REQUIRED ACTION:
The answer should contain each record below, repeated exactly.

Stored data entries
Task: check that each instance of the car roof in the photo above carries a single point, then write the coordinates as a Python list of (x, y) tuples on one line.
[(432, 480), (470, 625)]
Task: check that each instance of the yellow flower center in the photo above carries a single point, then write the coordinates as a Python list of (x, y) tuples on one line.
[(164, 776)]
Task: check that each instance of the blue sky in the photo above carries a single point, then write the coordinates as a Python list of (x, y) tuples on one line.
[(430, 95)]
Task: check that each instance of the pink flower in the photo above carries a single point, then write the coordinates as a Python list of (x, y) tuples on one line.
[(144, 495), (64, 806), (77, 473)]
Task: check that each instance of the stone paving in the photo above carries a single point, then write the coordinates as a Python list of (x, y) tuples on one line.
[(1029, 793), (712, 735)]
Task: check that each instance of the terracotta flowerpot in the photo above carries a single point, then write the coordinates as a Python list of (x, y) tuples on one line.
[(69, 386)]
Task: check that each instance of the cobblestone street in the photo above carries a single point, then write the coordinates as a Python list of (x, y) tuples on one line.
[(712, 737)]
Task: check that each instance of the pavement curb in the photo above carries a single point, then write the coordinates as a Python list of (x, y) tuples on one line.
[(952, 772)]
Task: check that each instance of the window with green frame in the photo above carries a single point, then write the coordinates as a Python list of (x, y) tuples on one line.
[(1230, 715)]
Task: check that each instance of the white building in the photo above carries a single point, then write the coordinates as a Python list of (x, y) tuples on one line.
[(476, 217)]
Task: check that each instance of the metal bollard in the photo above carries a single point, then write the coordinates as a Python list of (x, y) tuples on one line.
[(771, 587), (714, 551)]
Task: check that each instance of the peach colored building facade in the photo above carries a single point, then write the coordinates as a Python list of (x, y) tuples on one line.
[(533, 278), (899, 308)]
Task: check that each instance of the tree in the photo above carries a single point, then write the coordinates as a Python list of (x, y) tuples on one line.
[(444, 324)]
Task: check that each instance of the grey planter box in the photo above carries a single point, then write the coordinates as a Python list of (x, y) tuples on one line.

PROBLEM SOLUTION:
Task: check that each instance of the car roof in the photo above carries a single point, then write the coordinates as a Python list of (x, y) tuples on one line.
[(432, 480), (470, 625)]
Task: check that each instance of the yellow flower center in the photo above carries a single point, then write the coordinates as a Python list of (x, y) tuples on one line.
[(164, 776)]
Task: check that each instance of the blue sky in the photo above carries a single point, then write the coordinates as a Python list of (x, y) tuples on one line.
[(430, 95)]
Task: check that each instance of the pink flower in the photo above carries a single point, then write the coordinates as a Python list of (x, y) tuples on one line.
[(144, 495), (64, 806), (77, 473)]
Task: check that each instance of the stone paving in the photo above carries a single point, then write the coordinates as a Python list of (x, y) tuples on one line.
[(1029, 793), (712, 735)]
Task: check that each instance of the terracotta flowerpot in the photo above carries a single point, then write the coordinates as a Python list of (x, y) tuples on one line.
[(69, 386)]
Task: check that each instance of the cobblestone street in the photo above carries a single point, then write the coordinates as a Python list of (x, y) tuples on one line.
[(712, 737)]
Task: check that each instance of the pavement curb in the photo above carries a single point, then write the coordinates as a Python list of (x, y) tuples on one line.
[(952, 772)]
Task: check that each instance of the window with green frame in the photo above carries a single point, then write the coordinates as a Python list of (x, y) tuples on one line.
[(1230, 715)]
Task: check that each instance of the white building in the photo above carries a single point, then write the coordinates as a Python list of (x, y) tuples on one line.
[(476, 217)]
Task: check that each instance of the metal bollard in the photo above carries a single point, then write the coordinates as a Python list of (x, y) tuples on one line.
[(771, 587), (714, 551)]
Task: check that each instance of the peach colored building facade in the photo above carries a single point, then write the coordinates as a Python list of (x, y) tuples on one line.
[(533, 278), (899, 308)]
Task: check that each instance of the tree in the photo above carries a single point, then write the coordinates as a Python list of (x, y) tuples on one line.
[(444, 324)]
Task: check that each instance of the grey planter box in the photo above carries a single point, then write the coordinates as a Python list of (x, y) tuples on one line.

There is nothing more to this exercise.